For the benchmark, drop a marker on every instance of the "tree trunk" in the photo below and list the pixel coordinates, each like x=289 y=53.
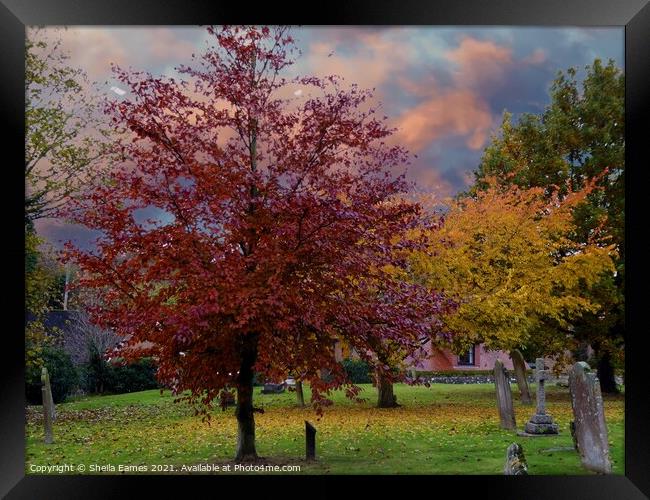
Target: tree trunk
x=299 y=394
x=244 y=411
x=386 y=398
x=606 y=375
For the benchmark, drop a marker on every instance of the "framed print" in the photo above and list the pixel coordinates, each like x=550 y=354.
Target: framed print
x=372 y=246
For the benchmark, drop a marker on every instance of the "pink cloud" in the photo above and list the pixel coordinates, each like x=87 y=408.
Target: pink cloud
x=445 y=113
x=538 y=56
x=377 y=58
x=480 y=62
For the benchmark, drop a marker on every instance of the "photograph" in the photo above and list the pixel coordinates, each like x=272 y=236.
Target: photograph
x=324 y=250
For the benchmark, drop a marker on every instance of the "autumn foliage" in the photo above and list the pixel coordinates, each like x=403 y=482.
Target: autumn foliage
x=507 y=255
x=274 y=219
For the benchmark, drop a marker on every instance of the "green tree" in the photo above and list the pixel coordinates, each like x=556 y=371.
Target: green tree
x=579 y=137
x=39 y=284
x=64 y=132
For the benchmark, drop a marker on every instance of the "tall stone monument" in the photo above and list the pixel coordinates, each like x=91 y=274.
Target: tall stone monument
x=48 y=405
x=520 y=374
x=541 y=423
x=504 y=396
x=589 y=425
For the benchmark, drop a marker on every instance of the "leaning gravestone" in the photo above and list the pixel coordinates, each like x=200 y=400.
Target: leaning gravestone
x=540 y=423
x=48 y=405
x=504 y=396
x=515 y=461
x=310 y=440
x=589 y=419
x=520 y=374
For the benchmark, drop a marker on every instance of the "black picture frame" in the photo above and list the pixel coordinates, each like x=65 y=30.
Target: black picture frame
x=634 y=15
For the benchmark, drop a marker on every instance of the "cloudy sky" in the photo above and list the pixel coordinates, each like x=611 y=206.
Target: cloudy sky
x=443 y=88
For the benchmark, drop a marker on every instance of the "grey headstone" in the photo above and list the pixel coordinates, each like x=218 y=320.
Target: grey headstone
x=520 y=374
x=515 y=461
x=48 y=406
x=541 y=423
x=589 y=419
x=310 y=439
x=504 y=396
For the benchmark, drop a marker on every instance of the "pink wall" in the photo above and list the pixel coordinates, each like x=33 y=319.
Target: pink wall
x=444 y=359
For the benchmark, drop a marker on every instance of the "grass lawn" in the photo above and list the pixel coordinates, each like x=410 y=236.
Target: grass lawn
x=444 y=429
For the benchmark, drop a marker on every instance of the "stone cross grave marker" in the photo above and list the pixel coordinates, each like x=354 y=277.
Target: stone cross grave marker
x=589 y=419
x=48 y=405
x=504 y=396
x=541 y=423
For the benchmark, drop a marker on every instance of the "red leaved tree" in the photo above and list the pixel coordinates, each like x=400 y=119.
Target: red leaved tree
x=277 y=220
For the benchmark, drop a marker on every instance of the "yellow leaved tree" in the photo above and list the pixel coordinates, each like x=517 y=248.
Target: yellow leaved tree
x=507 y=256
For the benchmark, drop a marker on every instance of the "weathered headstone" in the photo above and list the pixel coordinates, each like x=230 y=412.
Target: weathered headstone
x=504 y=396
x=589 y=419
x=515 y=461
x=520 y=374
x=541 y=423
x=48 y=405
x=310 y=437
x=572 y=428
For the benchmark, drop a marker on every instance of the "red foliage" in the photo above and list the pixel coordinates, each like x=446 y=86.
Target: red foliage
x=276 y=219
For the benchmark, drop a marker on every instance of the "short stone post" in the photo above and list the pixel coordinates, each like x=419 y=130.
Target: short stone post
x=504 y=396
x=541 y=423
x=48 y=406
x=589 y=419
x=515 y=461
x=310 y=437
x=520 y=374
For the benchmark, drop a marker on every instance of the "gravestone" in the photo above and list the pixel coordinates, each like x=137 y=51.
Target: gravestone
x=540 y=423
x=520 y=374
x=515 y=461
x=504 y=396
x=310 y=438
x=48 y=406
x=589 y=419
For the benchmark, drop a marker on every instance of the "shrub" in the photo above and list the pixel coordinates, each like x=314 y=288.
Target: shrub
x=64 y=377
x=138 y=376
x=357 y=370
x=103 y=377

____

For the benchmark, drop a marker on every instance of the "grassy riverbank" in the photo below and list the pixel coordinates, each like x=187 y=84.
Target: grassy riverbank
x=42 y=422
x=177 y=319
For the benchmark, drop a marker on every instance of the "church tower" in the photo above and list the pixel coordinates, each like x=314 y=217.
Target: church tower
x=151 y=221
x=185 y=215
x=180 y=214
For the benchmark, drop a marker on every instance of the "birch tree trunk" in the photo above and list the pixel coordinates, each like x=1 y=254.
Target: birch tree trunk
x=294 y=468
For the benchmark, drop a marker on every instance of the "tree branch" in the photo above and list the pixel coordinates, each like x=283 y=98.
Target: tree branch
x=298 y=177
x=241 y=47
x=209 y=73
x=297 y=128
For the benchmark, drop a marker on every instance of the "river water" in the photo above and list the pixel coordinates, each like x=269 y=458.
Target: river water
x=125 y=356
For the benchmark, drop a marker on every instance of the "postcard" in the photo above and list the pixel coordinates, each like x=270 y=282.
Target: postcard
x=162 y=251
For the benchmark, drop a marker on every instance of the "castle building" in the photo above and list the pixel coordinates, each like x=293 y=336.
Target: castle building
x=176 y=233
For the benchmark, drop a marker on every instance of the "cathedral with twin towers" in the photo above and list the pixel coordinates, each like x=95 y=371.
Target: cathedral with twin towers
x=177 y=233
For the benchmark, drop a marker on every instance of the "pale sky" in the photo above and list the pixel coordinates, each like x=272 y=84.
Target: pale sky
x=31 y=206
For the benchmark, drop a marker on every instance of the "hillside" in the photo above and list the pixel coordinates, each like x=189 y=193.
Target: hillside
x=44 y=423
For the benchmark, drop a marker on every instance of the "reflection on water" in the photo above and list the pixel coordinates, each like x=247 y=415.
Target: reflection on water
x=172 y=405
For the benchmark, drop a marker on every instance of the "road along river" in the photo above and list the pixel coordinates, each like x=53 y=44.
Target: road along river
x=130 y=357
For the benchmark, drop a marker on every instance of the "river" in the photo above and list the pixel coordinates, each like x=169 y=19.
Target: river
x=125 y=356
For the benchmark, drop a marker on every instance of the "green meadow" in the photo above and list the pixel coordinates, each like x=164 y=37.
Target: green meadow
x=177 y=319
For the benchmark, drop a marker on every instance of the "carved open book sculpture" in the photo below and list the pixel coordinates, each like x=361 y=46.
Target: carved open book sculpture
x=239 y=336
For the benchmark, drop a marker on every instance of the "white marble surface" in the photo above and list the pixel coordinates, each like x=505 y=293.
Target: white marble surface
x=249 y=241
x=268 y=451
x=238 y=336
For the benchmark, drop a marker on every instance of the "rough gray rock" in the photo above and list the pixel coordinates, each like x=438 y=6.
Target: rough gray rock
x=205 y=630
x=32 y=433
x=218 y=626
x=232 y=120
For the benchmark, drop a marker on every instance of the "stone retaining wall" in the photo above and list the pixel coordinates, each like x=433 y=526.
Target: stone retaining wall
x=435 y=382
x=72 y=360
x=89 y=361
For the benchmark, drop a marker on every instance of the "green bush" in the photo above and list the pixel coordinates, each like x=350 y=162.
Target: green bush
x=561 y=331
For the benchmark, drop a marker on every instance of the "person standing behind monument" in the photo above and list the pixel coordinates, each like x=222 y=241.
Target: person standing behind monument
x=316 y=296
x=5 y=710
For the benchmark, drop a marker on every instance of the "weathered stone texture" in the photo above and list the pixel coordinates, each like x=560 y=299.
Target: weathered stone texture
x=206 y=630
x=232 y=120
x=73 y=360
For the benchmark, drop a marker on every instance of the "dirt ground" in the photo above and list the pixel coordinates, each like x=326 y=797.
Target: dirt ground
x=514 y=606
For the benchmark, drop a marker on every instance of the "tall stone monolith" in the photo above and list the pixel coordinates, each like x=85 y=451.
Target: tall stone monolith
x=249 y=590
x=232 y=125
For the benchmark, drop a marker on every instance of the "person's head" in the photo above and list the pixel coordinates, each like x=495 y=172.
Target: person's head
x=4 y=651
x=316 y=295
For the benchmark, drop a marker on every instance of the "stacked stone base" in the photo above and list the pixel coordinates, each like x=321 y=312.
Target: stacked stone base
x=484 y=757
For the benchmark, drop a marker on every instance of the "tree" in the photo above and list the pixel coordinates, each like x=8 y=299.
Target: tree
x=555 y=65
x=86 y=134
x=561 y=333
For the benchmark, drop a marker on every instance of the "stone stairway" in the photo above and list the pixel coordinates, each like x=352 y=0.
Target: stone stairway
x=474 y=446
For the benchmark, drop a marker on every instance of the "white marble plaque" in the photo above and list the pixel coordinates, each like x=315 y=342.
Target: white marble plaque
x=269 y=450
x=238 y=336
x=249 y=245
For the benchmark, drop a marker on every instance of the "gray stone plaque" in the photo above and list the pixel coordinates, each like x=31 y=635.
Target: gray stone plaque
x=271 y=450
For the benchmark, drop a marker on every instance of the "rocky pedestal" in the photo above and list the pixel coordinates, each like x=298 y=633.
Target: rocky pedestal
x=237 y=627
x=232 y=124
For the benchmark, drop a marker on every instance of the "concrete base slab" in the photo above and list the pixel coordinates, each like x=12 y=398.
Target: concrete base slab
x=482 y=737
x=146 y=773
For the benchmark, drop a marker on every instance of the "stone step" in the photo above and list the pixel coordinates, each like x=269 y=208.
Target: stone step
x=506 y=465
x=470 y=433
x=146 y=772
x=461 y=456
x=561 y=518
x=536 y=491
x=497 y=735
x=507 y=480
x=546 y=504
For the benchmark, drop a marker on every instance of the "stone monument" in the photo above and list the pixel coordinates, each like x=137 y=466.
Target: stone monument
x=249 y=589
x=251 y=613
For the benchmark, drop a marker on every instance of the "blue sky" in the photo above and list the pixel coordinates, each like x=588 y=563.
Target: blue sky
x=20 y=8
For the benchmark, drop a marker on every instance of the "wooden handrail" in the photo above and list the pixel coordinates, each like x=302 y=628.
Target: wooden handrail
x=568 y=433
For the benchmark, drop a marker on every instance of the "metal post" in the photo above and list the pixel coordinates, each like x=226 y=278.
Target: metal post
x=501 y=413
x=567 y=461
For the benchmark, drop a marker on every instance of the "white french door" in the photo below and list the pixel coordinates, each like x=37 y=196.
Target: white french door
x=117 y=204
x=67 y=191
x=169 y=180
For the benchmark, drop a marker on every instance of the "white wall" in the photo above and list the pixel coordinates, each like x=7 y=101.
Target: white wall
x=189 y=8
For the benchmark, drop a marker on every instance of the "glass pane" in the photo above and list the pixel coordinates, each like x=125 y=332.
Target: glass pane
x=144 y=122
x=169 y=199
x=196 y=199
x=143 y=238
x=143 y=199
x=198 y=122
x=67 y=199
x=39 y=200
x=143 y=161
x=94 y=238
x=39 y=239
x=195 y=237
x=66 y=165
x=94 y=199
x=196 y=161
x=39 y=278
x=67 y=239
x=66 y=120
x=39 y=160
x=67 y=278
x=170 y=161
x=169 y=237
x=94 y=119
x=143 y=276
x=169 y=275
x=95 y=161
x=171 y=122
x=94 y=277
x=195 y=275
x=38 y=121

____

§ Requirement
Write out the entries starting at the line that contains "like x=37 y=196." and ending at the line that contains "x=169 y=180", substituting "pin" for "marker" and leaving everything else unchanged.

§ Output of the task
For the benchmark, drop a pin on every instance of the "white french door" in the photo below and list the pixel coordinates, each like x=37 y=196.
Target: white french door
x=117 y=204
x=67 y=191
x=169 y=180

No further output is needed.